**Exercise details:** Which lines run from the line with "Q: Where is a point on each instance of the duck" through the line with "x=1085, y=86" in the entries below? Print them exactly, both ends included, and nothing more.

(Stored data entries)
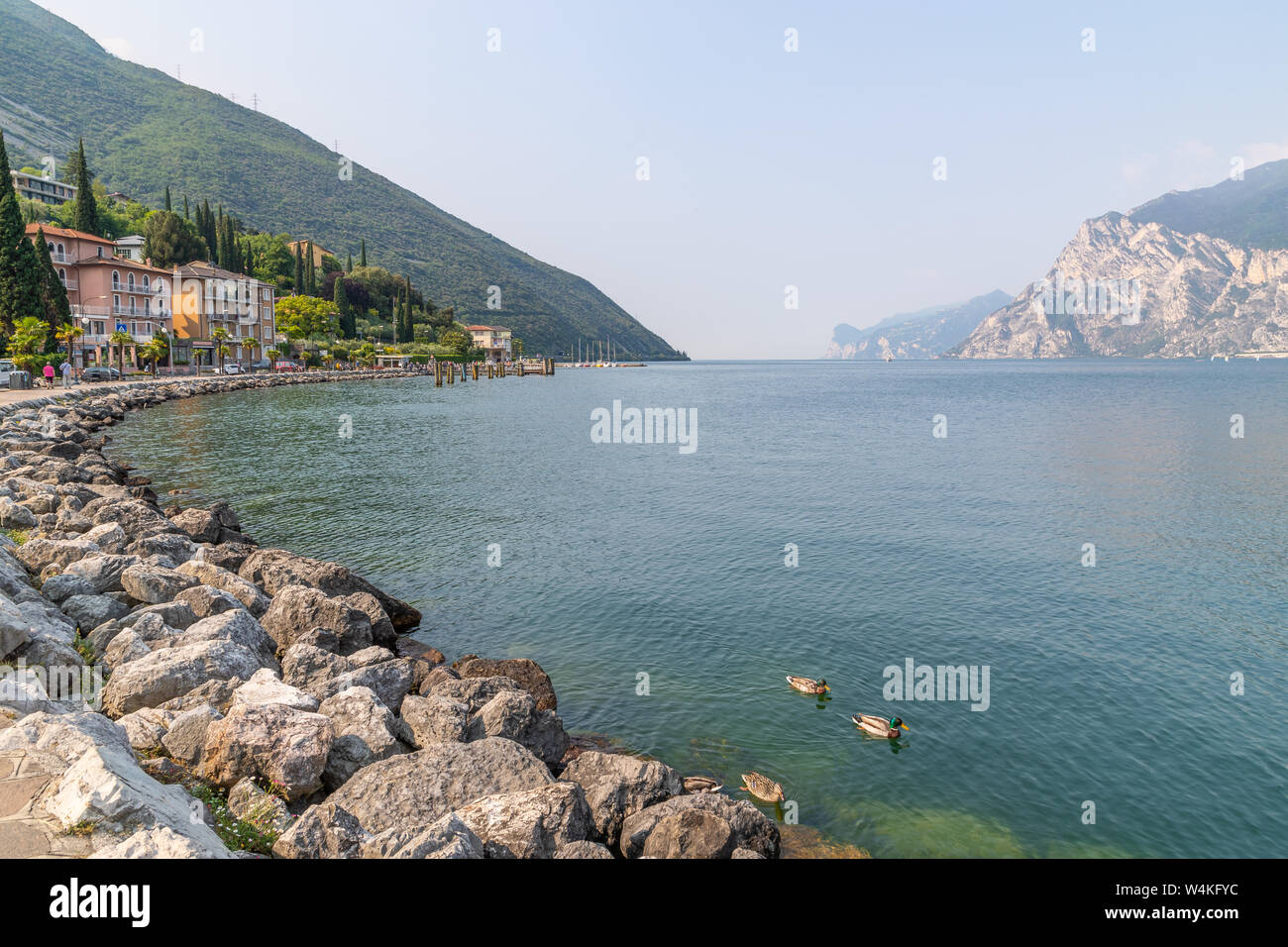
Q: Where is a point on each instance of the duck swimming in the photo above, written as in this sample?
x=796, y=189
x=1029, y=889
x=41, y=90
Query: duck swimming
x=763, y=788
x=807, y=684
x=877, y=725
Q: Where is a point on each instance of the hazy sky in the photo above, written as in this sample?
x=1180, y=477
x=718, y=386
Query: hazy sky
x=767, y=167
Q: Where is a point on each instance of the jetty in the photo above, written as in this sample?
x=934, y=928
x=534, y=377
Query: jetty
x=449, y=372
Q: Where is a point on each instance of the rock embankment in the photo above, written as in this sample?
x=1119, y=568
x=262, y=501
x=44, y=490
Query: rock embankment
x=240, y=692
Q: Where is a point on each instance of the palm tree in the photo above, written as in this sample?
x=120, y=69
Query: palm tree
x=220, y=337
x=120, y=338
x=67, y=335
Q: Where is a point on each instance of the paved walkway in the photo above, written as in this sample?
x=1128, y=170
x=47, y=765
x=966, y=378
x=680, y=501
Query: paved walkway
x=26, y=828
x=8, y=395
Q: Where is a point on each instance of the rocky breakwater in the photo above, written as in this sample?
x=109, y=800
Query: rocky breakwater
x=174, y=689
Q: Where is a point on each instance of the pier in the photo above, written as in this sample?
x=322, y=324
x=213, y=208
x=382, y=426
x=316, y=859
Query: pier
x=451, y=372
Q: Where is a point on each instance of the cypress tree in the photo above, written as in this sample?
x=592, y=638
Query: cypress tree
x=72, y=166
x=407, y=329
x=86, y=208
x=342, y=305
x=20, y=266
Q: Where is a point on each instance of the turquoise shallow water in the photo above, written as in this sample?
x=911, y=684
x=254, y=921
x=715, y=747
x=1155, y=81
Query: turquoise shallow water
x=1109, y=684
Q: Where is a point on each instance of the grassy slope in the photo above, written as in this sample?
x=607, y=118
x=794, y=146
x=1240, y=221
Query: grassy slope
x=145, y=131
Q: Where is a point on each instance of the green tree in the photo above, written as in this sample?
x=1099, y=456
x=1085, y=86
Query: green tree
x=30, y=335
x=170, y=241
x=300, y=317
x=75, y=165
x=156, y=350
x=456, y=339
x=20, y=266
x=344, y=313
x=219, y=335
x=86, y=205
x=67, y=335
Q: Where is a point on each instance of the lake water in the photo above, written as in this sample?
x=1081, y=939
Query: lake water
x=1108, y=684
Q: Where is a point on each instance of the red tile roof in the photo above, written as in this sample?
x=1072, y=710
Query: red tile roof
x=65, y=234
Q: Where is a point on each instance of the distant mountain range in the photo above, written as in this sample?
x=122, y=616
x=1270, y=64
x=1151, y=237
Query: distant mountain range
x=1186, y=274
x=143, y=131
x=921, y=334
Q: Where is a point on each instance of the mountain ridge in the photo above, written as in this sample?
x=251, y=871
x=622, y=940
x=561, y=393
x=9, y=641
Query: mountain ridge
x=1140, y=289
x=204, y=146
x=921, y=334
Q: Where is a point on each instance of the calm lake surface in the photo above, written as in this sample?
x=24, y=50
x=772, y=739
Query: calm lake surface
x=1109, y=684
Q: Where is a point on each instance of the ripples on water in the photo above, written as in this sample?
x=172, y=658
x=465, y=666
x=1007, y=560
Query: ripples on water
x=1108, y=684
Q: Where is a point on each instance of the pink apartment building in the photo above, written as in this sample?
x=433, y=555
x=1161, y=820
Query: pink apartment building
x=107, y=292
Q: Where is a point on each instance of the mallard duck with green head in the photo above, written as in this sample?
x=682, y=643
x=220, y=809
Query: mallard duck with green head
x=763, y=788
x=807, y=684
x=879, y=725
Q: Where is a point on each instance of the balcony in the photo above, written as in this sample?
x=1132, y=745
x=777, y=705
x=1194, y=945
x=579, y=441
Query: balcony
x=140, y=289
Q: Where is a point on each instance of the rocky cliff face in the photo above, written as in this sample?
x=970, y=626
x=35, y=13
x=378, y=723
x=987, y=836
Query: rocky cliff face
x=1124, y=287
* * *
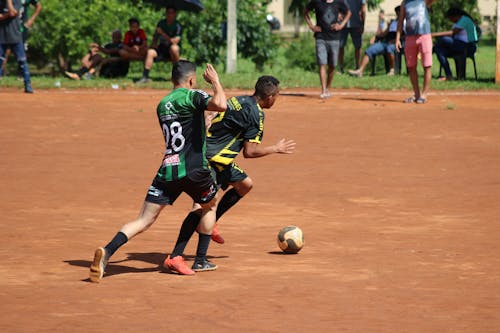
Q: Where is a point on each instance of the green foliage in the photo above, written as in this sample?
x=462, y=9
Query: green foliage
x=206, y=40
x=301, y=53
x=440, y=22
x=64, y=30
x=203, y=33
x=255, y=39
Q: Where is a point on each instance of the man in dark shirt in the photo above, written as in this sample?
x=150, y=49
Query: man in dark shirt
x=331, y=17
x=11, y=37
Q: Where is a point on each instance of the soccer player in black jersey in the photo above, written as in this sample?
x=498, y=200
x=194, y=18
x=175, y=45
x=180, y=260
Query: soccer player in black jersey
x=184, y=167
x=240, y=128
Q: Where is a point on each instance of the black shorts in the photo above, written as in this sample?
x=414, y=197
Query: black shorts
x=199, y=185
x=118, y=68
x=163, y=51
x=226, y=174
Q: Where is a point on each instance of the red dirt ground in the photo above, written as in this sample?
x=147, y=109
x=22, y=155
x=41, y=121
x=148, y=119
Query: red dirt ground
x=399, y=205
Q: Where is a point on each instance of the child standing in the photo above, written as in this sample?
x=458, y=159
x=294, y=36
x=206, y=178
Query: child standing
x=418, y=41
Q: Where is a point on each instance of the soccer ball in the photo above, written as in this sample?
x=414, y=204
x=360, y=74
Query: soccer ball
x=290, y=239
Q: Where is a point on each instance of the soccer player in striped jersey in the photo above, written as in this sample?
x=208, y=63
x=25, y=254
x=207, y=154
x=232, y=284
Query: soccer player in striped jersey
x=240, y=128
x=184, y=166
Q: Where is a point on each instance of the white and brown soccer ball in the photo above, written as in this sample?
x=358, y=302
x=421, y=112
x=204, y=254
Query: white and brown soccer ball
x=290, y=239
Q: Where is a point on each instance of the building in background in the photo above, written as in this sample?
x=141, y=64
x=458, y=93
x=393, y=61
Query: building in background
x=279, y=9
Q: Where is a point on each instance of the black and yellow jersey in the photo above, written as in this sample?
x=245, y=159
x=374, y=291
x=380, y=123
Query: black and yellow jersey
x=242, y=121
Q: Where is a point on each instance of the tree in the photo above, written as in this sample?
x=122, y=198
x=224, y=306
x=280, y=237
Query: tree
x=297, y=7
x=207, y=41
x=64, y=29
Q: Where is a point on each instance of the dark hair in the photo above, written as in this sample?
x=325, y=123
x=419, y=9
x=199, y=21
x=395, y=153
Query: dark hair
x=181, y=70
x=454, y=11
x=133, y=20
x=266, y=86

**Answer to the problem:**
Q: Where is a point on each instance of the duck swimming in the photo above, written as in this sample?
x=796, y=189
x=1029, y=889
x=41, y=90
Query: duck swimming
x=763, y=788
x=807, y=684
x=877, y=725
Q: Where is a point on each instance of the hazy sky in the photo above, written as in this sample?
x=1180, y=477
x=718, y=386
Query: hazy sky
x=767, y=167
Q: Where is a point on each instance of the jetty in the photo above, written as in this sample?
x=934, y=928
x=534, y=377
Query: jetty
x=449, y=372
Q: Where is a point on each instance of the rock embankment in the photo above, written as in this sample?
x=1119, y=568
x=262, y=501
x=44, y=490
Query: rock embankment
x=240, y=692
Q: Where is a point on each instance of the palm tree in the photo above, written as in this sample?
x=120, y=69
Query: palm tree
x=220, y=337
x=120, y=338
x=67, y=335
Q: Where is a point on each instance of the paved walkway in the photo above, written as in this sample?
x=1128, y=170
x=47, y=765
x=966, y=378
x=680, y=501
Query: paved walkway
x=26, y=828
x=8, y=395
Q: Where is a point on each instance of the rocky breakwater in the photo above, written as in this sample?
x=109, y=800
Query: rocky breakwater
x=174, y=689
Q: Where is a point on each instance of the pier in the photo above, written as in this sample?
x=322, y=324
x=213, y=208
x=382, y=426
x=316, y=859
Query: pier
x=451, y=372
Q: Where is a point on each instance of the cypress tree in the photo above, written as in this sample?
x=592, y=638
Query: cypress tree
x=72, y=166
x=407, y=329
x=86, y=208
x=342, y=305
x=20, y=266
Q: Where is a point on each instance of the turquoise shallow water in the photo above, written as in this sample?
x=911, y=684
x=254, y=921
x=715, y=747
x=1155, y=81
Query: turquoise shallow water
x=1109, y=684
Q: Where is a point on each instance of the grassy slope in the photo above, written as in this sample?
x=607, y=118
x=794, y=146
x=1240, y=221
Query: grassy slope
x=145, y=131
Q: Where is a point on each instance of the green tree in the photo above, written as in this sample?
x=1099, y=456
x=1085, y=86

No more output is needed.